Records from a collection.
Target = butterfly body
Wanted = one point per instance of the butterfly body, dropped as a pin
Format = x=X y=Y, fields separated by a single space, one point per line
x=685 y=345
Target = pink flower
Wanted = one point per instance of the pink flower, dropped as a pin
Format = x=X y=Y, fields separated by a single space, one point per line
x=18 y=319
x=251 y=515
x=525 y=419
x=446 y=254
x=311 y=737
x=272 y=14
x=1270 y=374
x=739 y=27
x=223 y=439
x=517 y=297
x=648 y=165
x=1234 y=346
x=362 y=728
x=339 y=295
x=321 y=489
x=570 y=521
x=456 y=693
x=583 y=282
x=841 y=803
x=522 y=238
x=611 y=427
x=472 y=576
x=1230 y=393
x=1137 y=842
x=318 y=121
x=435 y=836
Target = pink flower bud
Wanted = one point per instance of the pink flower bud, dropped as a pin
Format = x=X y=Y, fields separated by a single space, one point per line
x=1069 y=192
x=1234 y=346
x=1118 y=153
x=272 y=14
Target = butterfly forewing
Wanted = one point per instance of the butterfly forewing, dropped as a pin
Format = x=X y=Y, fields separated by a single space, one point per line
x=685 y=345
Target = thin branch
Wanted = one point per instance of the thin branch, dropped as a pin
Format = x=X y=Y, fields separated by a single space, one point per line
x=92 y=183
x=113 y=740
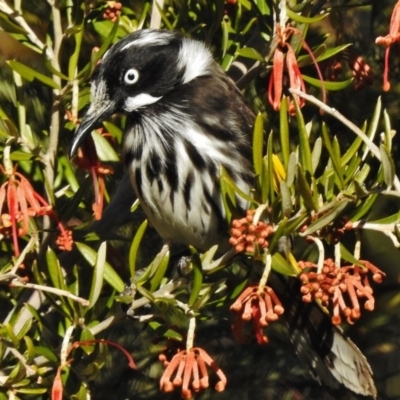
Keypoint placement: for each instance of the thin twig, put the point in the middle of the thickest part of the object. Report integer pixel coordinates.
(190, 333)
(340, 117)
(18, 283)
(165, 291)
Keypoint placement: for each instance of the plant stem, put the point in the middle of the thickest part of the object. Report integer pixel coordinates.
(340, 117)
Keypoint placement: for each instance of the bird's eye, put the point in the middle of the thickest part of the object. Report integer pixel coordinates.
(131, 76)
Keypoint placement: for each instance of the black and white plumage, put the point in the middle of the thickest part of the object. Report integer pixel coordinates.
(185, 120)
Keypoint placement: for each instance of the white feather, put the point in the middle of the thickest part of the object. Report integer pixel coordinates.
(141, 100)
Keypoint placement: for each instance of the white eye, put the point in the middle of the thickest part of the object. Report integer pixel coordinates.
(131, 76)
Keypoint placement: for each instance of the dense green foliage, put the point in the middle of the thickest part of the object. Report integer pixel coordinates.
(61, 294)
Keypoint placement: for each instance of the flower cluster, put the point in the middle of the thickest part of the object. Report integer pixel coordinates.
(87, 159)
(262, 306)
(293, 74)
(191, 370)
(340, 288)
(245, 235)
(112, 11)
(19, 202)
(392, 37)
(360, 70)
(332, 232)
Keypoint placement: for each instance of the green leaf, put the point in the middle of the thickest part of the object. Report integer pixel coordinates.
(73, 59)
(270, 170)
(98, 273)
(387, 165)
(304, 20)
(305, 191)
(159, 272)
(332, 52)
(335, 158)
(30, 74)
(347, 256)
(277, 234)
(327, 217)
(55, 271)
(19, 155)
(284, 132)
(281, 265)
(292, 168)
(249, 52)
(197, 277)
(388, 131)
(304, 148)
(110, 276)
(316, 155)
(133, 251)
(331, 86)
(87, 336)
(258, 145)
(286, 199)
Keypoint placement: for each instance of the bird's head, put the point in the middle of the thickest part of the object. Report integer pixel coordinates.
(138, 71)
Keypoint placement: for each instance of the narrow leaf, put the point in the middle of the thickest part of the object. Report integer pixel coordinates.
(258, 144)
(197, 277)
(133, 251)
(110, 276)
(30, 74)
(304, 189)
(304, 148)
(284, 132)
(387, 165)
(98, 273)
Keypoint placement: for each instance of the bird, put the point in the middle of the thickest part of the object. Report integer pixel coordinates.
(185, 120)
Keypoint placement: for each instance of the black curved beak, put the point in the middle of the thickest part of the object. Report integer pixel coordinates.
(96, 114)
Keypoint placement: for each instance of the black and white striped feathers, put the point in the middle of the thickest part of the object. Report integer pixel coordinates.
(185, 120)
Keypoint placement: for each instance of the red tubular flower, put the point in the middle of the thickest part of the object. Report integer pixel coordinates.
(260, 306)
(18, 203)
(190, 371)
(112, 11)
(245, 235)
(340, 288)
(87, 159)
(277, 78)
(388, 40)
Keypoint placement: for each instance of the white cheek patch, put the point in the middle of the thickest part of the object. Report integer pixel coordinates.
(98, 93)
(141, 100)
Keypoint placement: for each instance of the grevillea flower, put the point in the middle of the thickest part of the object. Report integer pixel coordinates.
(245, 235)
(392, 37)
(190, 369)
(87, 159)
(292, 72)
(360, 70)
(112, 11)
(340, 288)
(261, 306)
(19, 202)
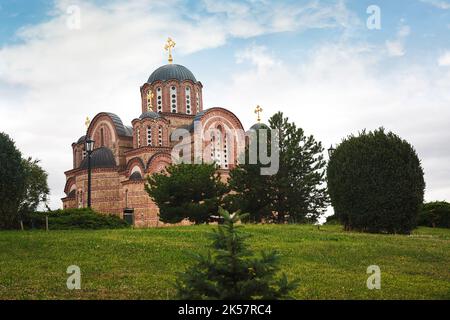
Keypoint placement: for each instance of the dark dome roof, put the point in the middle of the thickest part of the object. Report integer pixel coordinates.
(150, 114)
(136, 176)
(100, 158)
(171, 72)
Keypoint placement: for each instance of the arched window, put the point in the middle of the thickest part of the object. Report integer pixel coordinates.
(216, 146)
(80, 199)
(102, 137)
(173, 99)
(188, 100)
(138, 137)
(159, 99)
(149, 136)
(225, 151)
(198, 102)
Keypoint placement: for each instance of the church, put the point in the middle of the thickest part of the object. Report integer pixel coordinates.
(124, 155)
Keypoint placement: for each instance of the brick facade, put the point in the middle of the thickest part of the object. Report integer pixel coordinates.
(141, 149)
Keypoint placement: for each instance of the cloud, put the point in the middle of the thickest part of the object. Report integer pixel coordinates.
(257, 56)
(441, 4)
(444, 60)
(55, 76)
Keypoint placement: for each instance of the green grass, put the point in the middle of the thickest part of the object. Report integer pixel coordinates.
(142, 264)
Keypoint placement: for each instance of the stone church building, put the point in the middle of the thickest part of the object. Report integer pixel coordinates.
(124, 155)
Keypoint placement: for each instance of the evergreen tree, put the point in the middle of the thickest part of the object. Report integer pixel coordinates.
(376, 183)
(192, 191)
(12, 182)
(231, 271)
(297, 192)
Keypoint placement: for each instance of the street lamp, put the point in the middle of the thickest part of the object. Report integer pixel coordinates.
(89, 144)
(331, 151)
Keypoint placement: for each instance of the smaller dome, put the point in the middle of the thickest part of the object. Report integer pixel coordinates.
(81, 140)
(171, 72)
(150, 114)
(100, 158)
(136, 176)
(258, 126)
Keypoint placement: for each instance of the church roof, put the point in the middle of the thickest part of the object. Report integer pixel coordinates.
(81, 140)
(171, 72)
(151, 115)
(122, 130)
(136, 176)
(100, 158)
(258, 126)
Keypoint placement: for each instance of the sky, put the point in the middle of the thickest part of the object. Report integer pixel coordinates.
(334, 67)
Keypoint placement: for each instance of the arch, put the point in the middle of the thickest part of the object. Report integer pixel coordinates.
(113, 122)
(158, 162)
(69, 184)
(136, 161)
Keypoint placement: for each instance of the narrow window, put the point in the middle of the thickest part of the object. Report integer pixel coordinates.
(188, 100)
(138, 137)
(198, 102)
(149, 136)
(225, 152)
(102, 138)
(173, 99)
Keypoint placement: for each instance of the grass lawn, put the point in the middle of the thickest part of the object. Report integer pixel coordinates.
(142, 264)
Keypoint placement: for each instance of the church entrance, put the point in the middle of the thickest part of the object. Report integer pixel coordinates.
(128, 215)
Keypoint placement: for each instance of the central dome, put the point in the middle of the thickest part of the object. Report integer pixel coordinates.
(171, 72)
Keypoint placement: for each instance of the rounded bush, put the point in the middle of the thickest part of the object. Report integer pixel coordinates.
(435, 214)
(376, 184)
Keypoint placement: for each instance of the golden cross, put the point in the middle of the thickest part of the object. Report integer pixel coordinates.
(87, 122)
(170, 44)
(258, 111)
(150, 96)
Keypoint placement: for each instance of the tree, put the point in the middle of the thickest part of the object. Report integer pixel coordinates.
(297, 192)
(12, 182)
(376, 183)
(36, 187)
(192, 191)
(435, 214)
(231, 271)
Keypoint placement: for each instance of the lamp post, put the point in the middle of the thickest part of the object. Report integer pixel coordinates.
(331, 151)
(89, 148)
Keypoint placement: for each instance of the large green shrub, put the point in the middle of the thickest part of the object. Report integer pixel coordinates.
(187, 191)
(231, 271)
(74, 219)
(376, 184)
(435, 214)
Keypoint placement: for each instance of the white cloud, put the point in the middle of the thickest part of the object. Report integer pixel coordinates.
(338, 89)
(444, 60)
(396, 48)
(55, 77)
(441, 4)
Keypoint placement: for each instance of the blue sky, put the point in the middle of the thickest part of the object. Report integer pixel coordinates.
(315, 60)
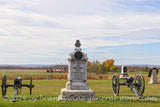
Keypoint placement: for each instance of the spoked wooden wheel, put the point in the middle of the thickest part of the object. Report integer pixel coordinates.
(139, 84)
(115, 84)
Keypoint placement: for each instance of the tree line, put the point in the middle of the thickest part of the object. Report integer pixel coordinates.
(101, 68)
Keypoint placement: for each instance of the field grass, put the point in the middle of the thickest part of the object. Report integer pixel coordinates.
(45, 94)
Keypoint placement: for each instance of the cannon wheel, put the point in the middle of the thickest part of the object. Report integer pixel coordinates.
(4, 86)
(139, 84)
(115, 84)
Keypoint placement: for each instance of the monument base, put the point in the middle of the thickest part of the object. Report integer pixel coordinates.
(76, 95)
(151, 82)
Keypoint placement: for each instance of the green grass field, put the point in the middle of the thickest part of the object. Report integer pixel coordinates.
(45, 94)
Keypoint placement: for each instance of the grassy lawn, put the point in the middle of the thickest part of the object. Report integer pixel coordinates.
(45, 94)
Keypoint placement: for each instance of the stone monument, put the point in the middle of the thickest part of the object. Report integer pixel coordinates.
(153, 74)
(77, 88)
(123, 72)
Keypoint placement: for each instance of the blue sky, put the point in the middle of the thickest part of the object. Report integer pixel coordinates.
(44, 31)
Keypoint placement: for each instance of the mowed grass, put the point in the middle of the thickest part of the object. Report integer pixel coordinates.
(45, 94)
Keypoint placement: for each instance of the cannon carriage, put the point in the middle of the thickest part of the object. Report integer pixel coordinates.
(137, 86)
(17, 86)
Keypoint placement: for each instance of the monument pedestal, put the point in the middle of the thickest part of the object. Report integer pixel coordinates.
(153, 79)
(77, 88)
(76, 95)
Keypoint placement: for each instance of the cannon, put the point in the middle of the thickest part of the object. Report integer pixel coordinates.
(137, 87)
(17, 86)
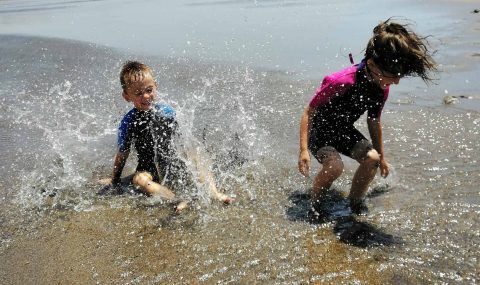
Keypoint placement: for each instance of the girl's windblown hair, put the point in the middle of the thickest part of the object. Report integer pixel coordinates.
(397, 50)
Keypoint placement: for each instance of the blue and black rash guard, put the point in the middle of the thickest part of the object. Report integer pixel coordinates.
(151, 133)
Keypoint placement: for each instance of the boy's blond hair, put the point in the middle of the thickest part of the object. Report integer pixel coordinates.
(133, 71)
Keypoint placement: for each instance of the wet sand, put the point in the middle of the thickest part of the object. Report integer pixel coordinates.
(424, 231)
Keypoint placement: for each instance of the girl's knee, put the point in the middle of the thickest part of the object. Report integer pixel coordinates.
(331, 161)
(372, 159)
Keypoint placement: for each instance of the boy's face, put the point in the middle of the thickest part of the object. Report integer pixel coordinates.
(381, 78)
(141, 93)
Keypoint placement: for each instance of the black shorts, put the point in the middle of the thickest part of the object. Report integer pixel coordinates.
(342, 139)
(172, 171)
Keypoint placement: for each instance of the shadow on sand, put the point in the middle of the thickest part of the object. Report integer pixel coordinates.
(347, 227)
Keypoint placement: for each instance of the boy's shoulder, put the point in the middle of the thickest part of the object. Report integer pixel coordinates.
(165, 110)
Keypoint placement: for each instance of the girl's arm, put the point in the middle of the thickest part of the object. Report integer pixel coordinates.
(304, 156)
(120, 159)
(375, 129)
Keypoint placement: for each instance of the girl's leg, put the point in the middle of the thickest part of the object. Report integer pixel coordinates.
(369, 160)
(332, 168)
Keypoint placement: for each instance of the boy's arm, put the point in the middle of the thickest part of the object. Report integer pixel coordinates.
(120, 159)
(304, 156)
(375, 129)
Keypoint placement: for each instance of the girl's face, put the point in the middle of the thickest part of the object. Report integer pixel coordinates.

Problem to work on.
Add 105 to every pixel coordinate in the answers, and write out again each line from the line containing "Keypoint placement: for each instance of the girl's arm, put" through the end of the lines, including both ends.

Full output.
Keypoint placement: for each instance of the girl's arm, put the point in the middle of the thickest part of the object. Report integer pixel coordinates.
(409, 261)
(225, 264)
(480, 234)
Keypoint placement: for each instance of the girl's leg, put the point in the middle of the thickest part of the object. Report integer pixel coordinates.
(474, 265)
(437, 273)
Keypoint placement: for each instance of the boy's arm, put the point in the middle of the thickest part of the object. Report integer pixel coordinates.
(225, 264)
(409, 261)
(480, 234)
Keypoint placement: for each instance of the girl's face, put the point in the middle of the thickest part of the object. Report integer pixel coordinates.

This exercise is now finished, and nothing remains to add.